◆ **TASK TO CARRY OUT**
Both the line with "the player's hand" and the line with "the white sock" in the records below must appear in the output, along with every line between them, exactly and with nothing added.

◆ **RECORDED DATA**

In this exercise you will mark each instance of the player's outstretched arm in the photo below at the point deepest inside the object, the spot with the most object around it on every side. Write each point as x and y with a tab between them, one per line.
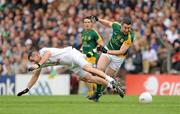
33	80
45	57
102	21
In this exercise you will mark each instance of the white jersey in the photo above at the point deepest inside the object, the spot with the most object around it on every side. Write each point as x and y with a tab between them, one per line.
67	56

...

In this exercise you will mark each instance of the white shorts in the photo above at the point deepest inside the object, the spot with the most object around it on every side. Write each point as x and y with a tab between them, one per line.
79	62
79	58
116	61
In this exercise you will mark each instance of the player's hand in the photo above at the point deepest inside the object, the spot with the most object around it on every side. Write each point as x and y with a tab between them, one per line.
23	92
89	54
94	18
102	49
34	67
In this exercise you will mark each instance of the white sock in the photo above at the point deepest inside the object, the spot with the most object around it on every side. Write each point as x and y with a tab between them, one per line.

◆ **SOLVED EXERCISE**
In this exercise you will mark each instance of the player's hand in the photo above at the point deepest inside the object, the spot with the most object around it on every side. Write each point as x and y with a tab between them, one per line.
23	92
89	54
94	18
102	49
34	67
In this exercise you will mark each instance of the white sock in the photo above at the point deepest inside the object, the spot with the most object around it on every side. Write each point as x and y with a tab between them, one per line.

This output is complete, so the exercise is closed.